• [SUPPLIED TEXT]:
"""
The Road Ahead: Design Principles for Next-Gen Decision Systems
- Make assumptions visible. Whether statistical priors or ethical guardrails, encode them in machine-readable form and publish.
- Fuse correlation and causation. Use deep nets to spot patterns; use causal graphs to test interventions.
- Keep humans in the loop at the right junctions. Automation excels at consistency; humans excel at value judgements when objectives conflict.
- Reward learning, not just outcomes. Every decision artifact is data. Feed the misses back into model refinement as eagerly as the hits.
- Govern by protocol. Decisions that allocate resources or restrict freedoms should execute via transparent, tamper-proof logic, not by opaque committee decree.
Closing the Loop
Looking back, that LSHTM course did more than introduce decision analysis; it implanted a conviction that better choices are engineered, not accidental. Two decades later, IXO’s architecture—rooted in Web3 transparency, AI prediction, and causal inference—feels like the practical answer to the questions we debated in a basement classroom during 2004.
"""
• [WHAT TO WORK ON]:
1/ Condense the paragraph of the design-principles text that begins "Looking back, that LSHTM course" into a shorter version that keeps its main facts.
2/ In the design-principles text, take the passage starting at "The Road Ahead: Design" and ending at "to test interventions." and give it again with "deep nets" switched to "neural networks".

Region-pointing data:
"""
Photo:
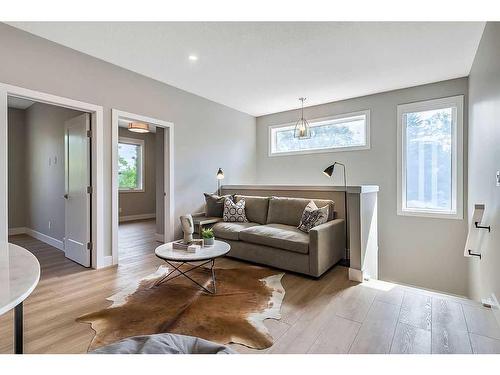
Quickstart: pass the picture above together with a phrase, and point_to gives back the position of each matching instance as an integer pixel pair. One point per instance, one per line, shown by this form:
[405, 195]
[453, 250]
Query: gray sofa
[271, 236]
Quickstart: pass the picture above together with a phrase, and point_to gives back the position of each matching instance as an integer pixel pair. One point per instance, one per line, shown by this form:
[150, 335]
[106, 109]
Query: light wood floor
[329, 315]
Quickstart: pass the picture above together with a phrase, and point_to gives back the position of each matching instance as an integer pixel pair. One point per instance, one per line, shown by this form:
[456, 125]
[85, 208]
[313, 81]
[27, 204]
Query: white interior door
[77, 197]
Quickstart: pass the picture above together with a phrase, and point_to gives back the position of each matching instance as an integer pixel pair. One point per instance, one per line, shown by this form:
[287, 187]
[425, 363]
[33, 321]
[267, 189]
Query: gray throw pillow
[312, 217]
[214, 204]
[234, 212]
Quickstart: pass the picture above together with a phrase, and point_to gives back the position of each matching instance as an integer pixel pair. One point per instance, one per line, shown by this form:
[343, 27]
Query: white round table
[19, 275]
[178, 258]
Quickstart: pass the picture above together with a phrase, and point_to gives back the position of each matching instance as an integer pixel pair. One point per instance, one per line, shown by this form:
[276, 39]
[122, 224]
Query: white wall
[484, 159]
[207, 135]
[36, 168]
[419, 251]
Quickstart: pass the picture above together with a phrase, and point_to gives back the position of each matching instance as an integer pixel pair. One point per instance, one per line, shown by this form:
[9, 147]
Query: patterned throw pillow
[234, 212]
[312, 217]
[214, 204]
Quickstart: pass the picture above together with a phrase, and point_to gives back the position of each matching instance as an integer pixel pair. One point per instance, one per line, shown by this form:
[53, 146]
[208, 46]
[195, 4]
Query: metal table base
[177, 267]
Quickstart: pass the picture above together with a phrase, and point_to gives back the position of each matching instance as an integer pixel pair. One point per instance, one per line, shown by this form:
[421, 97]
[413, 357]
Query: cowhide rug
[245, 297]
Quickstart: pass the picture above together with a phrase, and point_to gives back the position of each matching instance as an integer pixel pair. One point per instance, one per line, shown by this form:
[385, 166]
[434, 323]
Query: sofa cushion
[281, 236]
[230, 231]
[289, 211]
[255, 207]
[234, 212]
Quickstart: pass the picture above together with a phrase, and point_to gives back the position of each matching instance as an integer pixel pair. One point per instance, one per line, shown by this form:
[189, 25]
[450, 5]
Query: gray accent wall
[141, 203]
[425, 252]
[160, 178]
[208, 135]
[484, 159]
[37, 169]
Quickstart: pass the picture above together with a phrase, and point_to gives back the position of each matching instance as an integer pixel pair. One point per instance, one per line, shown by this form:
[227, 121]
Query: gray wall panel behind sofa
[207, 135]
[421, 251]
[141, 203]
[484, 159]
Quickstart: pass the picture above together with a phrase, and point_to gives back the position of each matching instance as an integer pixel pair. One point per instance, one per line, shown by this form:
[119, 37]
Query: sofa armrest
[326, 246]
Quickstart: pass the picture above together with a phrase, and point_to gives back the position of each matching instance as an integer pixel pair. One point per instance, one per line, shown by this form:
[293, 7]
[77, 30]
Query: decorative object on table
[202, 221]
[302, 127]
[234, 212]
[313, 216]
[187, 228]
[208, 236]
[329, 172]
[138, 127]
[220, 177]
[214, 204]
[246, 296]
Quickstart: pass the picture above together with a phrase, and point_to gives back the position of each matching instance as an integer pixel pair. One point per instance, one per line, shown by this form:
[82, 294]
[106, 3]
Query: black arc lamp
[330, 172]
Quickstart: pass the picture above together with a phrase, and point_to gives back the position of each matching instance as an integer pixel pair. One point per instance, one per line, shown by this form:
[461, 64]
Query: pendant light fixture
[138, 127]
[302, 128]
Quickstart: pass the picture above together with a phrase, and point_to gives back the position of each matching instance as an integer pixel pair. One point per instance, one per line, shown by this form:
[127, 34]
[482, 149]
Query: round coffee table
[178, 258]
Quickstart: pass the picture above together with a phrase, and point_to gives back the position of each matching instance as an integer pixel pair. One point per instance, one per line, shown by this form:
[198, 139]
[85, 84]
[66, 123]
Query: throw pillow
[312, 217]
[214, 204]
[234, 212]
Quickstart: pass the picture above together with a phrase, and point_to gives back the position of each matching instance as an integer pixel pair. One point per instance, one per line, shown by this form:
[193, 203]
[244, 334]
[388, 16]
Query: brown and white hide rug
"""
• [ANSWERS TO THE TASKS]:
1/ The LSHTM course introduced decision analysis and instilled the conviction that better choices are engineered rather than accidental. Two decades on, IXO's architecture, built on Web3 transparency, AI prediction, and causal inference, seems the practical answer to questions debated in a basement classroom in 2004.

2/
The Road Ahead: Design Principles for Next-Gen Decision Systems
- Make assumptions visible. Whether statistical priors or ethical guardrails, encode them in machine-readable form and publish.
- Fuse correlation and causation. Use neural networks to spot patterns; use causal graphs to test interventions.